Question

R is a relation from A to B.
S is a relation from B to C.
If Ran(R) ∈ Dom(S), prove Dom(S o R) = Dom(R)

Answer 1

so basically, i need to prove Dom(S o R) ⊆ Dom(R), which I did. Now i'm having a bit difficulty proving Dom(R) ⊆ Dom(S o R)

Answer 2

ahh typo...
i meant to say
"If Ran(R) ⊆ Dom(S), prove Dom(S o R) = Dom(R) "

Answer 3

here is what i did so far to prove Dom(R) ⊆ Dom(S o R).

let x ∈ Dom(R), then by definition, x ∈ A and ∃b∈B such that (x,b)∈R

Answer 4

since b∈Ran(R) and given that Ran(R) ⊆ Dom(S), then b∈Dom(S)

Answer 5

and by definition, ∃c∈C such that (b,c) ∈ S. I'm stuck here

Answer 6

Isn't \(\text{Dom}(S\circ R)\subseteq \text{Dom}(S)\subseteq B\)?

● ● ● ● ●

» **Assigned task 1**:
In the forum thread on relation domains, why does b belong to Dom(S)?

» **Study material**:
● ● ● ● ●

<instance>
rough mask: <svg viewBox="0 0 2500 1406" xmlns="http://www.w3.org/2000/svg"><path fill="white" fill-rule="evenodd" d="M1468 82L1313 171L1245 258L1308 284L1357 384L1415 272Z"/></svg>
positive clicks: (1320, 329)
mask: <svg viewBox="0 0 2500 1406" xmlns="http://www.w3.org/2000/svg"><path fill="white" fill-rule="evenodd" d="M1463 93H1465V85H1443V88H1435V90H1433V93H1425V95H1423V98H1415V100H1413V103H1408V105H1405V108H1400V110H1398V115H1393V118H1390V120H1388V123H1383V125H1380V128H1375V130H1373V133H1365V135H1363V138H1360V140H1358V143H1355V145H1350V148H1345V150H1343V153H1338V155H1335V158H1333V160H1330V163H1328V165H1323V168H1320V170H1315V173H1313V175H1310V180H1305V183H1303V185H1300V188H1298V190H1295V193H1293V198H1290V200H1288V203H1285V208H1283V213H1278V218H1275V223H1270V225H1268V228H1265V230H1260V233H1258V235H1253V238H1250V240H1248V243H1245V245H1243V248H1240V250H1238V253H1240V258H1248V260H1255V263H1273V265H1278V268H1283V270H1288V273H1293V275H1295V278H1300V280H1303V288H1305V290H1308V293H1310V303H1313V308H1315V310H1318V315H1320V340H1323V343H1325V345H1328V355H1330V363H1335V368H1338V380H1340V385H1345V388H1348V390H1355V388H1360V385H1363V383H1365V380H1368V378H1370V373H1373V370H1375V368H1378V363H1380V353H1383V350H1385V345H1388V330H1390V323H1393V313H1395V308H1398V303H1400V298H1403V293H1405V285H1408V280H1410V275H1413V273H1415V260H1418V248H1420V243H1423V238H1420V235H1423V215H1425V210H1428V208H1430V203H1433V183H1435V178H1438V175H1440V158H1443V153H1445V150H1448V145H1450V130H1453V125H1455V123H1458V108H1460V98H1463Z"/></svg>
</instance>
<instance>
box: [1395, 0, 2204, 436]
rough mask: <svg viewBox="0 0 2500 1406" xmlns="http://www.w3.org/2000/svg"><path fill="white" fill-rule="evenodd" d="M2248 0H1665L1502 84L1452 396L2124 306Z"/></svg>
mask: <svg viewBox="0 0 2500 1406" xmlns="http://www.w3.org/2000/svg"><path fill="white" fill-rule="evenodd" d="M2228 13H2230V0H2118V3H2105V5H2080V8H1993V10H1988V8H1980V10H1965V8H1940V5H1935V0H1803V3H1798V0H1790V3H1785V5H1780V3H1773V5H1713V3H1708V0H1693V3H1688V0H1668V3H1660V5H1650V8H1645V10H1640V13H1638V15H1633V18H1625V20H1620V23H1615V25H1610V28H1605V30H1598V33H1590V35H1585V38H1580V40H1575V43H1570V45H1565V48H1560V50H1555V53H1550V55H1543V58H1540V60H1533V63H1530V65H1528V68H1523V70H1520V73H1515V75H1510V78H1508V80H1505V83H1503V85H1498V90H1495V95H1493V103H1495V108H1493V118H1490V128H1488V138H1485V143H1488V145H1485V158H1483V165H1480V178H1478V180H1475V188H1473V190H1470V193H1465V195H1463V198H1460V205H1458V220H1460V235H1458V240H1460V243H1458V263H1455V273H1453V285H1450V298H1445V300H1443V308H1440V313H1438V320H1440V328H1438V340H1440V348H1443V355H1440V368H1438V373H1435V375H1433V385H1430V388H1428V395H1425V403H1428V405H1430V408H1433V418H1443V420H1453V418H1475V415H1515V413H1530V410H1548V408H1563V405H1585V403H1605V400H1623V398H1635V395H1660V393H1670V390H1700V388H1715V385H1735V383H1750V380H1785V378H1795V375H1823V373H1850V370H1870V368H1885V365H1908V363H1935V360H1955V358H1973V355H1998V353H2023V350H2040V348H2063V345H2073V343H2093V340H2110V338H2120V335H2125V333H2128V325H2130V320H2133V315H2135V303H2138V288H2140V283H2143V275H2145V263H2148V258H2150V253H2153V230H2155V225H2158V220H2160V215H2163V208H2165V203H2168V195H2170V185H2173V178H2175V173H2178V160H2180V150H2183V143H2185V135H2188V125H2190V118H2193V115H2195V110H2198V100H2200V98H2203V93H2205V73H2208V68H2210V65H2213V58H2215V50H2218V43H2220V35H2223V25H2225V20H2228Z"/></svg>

● ● ● ● ●

» **Assigned task 2**:
In the entries, rewrite the lines from the one containing "</instance>" through the one containing "0H1665L1502 84L1452 396L2124", changing "rough mask" to "initial mask" and leaving everything else the same.

» **Solution 1**:
Because b is in Ran(R), and the given condition Ran(R) ⊆ Dom(S) places every element of Ran(R) in Dom(S).

» **Solution 2**:
</instance>
<instance>
box: [1395, 0, 2204, 436]
initial mask: <svg viewBox="0 0 2500 1406" xmlns="http://www.w3.org/2000/svg"><path fill="white" fill-rule="evenodd" d="M2248 0H1665L1502 84L1452 396L2124 306Z"/></svg>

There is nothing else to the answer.